__JOB__
Pull out every line of the listing below that contains the word "flower", and copy each one unchanged.

(Position annotation listing)

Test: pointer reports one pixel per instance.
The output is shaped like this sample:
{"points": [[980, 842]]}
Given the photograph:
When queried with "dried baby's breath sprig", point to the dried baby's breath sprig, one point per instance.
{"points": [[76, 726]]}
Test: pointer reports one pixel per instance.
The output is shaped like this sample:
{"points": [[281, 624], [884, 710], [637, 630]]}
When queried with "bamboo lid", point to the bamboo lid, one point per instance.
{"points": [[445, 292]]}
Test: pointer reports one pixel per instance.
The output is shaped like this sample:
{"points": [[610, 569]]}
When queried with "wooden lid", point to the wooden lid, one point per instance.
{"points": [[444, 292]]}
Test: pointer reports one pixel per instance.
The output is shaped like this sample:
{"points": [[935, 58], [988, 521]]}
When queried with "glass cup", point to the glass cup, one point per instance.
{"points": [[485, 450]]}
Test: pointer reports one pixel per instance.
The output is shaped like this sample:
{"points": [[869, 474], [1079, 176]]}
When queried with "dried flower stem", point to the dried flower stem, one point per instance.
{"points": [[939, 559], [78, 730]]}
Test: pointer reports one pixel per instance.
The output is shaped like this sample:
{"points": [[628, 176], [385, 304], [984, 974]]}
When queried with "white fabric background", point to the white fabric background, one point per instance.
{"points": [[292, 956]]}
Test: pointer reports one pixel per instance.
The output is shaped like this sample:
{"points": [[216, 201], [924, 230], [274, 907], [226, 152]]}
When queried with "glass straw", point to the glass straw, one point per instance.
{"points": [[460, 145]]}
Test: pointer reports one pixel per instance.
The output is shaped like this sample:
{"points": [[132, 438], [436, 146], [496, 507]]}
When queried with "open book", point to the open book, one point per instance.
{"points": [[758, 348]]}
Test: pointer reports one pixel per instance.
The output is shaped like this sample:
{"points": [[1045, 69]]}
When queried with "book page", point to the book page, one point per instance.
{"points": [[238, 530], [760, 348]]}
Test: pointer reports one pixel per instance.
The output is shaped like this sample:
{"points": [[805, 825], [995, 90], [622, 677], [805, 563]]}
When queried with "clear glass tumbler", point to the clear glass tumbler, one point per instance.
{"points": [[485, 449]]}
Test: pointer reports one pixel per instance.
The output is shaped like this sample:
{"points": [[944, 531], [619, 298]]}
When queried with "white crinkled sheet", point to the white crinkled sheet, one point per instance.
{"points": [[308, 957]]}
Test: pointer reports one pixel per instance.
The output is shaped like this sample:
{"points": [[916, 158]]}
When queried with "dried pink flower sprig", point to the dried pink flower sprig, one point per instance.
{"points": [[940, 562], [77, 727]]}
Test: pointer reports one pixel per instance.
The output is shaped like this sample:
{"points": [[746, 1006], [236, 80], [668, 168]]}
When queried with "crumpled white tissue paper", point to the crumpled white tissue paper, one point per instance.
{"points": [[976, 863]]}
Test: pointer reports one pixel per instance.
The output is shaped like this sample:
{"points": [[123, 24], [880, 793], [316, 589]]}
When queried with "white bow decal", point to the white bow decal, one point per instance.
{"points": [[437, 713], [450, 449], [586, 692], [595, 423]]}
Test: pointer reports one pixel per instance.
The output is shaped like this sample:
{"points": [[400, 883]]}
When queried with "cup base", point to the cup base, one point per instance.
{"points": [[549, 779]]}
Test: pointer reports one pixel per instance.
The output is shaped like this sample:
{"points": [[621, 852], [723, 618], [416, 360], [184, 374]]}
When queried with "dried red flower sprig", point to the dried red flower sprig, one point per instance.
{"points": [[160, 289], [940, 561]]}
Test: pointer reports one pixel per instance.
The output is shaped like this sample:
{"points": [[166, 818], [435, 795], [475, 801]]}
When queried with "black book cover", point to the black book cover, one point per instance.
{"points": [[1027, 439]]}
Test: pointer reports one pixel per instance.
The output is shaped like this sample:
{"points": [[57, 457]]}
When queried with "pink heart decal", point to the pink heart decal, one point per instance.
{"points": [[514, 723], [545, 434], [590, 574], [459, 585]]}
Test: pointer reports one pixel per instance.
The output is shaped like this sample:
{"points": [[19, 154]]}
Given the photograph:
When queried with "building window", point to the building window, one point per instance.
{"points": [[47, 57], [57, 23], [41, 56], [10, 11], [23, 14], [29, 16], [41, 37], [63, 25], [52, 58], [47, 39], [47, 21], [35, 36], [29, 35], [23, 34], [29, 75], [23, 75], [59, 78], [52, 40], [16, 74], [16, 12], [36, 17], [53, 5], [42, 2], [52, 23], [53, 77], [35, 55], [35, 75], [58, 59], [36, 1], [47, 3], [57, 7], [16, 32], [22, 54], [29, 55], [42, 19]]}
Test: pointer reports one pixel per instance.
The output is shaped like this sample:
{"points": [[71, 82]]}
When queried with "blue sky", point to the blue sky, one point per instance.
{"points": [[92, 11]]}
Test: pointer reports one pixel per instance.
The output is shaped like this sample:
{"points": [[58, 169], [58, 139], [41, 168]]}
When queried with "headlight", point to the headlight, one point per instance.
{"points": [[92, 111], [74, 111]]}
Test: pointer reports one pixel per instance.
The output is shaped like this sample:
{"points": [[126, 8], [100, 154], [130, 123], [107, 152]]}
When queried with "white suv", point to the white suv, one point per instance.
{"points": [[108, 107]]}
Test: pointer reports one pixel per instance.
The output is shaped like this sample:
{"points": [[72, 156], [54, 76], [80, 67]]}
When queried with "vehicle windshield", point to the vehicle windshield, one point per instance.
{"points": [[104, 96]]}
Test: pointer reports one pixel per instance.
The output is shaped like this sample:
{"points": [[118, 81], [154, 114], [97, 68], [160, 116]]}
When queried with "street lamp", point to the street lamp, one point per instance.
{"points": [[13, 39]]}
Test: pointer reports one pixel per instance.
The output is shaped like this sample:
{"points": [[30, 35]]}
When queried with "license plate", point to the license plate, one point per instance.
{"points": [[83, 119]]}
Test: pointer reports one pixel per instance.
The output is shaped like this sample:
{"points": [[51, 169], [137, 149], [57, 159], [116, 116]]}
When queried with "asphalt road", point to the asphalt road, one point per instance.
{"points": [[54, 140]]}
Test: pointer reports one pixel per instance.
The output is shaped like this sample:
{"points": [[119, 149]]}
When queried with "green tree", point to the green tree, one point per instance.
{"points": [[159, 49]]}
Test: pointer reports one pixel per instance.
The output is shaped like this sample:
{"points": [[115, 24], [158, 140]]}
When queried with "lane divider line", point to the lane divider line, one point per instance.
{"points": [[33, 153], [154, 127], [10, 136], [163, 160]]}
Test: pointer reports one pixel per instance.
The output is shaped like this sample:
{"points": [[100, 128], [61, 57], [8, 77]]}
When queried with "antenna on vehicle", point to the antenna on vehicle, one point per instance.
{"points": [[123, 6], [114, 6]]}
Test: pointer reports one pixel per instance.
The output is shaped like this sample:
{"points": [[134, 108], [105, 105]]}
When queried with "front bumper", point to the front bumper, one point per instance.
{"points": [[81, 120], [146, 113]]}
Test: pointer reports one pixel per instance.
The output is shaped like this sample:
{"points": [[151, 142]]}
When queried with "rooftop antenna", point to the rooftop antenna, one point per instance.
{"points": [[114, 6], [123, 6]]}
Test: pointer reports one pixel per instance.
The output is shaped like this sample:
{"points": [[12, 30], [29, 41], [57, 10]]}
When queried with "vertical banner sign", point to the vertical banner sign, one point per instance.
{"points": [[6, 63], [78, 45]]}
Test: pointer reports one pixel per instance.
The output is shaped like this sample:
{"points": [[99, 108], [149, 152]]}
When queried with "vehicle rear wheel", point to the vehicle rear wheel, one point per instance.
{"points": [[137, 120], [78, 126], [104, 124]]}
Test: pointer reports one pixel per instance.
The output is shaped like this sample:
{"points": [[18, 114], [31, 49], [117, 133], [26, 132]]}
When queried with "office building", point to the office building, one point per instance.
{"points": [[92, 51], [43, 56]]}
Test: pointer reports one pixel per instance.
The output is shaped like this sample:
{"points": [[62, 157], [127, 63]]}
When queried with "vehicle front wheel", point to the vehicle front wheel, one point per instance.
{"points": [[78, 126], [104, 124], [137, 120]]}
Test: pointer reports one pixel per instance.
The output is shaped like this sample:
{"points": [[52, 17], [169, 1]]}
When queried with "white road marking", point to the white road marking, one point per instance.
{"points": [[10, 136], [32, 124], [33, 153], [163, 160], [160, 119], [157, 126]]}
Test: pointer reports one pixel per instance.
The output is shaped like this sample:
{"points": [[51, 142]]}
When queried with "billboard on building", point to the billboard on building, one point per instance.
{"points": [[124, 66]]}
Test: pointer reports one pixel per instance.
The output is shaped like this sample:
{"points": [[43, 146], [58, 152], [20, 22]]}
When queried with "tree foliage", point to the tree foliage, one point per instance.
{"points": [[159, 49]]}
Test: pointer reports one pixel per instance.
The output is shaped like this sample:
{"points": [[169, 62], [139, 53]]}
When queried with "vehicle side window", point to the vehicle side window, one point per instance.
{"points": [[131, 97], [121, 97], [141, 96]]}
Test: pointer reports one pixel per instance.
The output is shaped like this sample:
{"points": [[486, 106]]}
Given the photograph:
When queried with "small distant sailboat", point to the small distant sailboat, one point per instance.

__ANSWER TO THE PROBLEM__
When queried with "dried flower stem", point to the dried flower stem, one point per instance.
When queried with "dried pink flower sprig", point to the dried pink flower sprig, one point per instance.
When queried with "dried red flower sprig", point to the dried red flower sprig, one point per instance.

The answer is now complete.